Exercise details | Only the lines below between the ones containing "Query: white countertop" and "[ ] a keypoint on each instance of the curtain", inclusive, are to be reproduced, each exactly as it stands.

(Records from a data source)
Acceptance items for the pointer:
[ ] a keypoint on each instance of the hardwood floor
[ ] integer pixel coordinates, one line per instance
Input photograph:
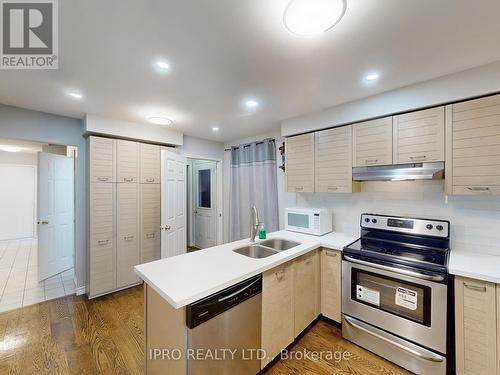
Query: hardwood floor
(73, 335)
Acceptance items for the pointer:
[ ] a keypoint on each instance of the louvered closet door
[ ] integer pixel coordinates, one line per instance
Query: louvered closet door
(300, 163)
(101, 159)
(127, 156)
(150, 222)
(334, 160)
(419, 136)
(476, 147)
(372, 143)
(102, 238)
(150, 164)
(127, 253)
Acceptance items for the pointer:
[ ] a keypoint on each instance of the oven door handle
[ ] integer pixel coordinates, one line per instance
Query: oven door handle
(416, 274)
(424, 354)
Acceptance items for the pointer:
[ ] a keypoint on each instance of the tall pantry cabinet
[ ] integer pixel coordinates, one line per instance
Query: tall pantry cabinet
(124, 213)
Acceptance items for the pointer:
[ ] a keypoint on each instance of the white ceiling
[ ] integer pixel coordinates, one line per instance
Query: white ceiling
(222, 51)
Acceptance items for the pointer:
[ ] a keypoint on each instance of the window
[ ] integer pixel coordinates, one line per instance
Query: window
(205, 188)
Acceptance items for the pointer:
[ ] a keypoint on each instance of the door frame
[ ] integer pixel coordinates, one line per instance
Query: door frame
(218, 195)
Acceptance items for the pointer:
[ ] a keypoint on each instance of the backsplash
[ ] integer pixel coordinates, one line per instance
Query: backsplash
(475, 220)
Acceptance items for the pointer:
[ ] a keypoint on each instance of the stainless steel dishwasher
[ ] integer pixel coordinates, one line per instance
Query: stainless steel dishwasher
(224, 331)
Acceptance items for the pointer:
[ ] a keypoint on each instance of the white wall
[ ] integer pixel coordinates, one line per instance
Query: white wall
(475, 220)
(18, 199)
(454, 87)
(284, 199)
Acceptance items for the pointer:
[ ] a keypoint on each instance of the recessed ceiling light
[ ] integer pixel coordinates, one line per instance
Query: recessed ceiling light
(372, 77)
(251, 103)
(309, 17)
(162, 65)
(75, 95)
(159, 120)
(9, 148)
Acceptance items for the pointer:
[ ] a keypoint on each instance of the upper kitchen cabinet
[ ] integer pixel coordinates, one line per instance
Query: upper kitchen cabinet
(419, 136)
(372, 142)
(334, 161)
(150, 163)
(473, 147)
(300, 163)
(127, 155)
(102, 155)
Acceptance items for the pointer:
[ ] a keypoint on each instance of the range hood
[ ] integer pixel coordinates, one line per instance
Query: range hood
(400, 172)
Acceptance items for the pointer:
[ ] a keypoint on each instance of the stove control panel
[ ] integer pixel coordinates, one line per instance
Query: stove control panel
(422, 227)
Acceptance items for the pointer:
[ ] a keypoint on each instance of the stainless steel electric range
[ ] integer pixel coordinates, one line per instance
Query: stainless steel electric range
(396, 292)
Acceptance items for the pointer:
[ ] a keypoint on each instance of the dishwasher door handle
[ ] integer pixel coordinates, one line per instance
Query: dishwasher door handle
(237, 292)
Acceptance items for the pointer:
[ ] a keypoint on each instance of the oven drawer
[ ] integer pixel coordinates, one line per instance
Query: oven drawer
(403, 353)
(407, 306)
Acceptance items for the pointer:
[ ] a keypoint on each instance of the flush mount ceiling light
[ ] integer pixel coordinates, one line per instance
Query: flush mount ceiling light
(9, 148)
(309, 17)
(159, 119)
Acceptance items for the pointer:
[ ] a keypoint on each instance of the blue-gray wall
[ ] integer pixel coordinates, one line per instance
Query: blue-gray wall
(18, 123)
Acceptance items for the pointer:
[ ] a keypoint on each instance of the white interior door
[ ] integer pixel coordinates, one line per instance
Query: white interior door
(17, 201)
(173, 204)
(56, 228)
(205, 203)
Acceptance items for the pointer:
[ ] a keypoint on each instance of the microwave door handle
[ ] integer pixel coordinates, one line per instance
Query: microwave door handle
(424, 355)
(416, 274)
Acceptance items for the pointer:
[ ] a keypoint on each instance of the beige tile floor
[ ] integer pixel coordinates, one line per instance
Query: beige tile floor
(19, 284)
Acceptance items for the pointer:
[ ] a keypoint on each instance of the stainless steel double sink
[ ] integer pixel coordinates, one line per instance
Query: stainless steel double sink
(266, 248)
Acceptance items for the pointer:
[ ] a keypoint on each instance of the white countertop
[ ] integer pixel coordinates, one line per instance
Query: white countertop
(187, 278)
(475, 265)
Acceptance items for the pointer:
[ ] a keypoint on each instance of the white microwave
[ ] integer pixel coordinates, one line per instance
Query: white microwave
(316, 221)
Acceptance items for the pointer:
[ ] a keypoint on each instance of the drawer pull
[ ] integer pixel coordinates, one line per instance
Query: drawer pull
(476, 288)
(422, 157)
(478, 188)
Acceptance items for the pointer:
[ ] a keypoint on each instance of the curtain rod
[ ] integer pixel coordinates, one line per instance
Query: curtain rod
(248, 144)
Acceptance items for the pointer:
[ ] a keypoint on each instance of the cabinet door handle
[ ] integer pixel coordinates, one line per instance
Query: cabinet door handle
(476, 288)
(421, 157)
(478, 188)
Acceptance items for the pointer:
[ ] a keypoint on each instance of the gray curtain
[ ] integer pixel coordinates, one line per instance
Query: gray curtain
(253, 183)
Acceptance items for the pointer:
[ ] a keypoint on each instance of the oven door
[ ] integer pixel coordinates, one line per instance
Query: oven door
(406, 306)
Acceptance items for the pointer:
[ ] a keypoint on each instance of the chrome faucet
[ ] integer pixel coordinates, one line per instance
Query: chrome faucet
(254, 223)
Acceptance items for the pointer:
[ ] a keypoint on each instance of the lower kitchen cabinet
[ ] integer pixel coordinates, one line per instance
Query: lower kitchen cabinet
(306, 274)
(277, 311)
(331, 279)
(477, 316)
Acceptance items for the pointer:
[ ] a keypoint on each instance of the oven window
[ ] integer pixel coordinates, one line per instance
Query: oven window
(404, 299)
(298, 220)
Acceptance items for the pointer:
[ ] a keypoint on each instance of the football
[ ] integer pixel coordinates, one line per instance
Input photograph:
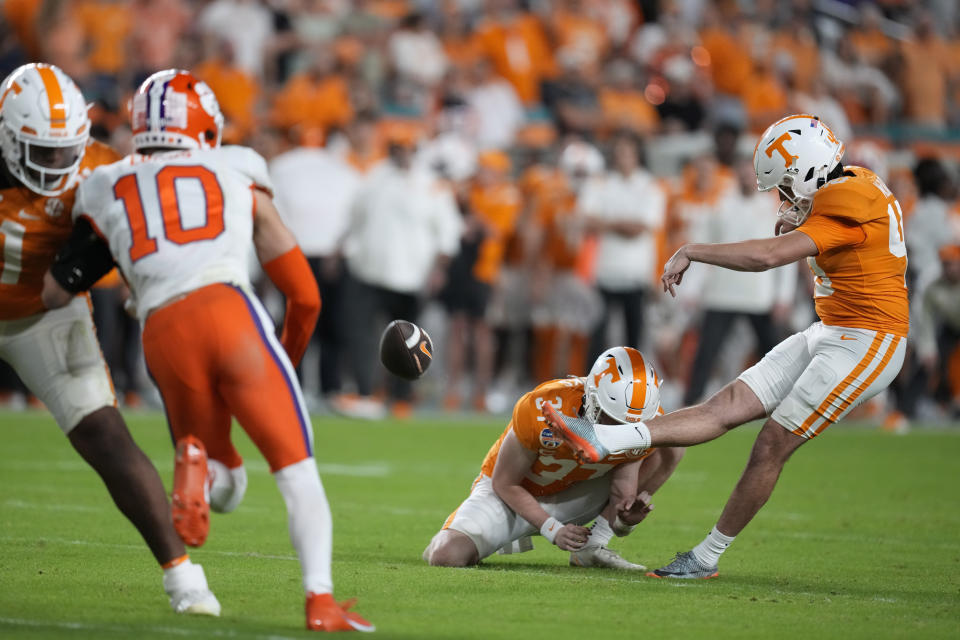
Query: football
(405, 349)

Response to this exercise |
Query: white countertop
(187, 278)
(475, 265)
Acceptance items for the pointer:
[ ] a keypoint on each instance of the white microwave
[ ] integer pixel coordinates, one line per instance
Query: white microwave
(316, 221)
Acceptance items for the pointer:
[ ] a keypoint on each instance of the drawer pull
[ ] integer pixel coordinates, one line per instance
Query: drawer pull
(476, 288)
(422, 157)
(478, 188)
Acceptance items for the pointer:
[ ] a keypoint on each instance of the curtain rod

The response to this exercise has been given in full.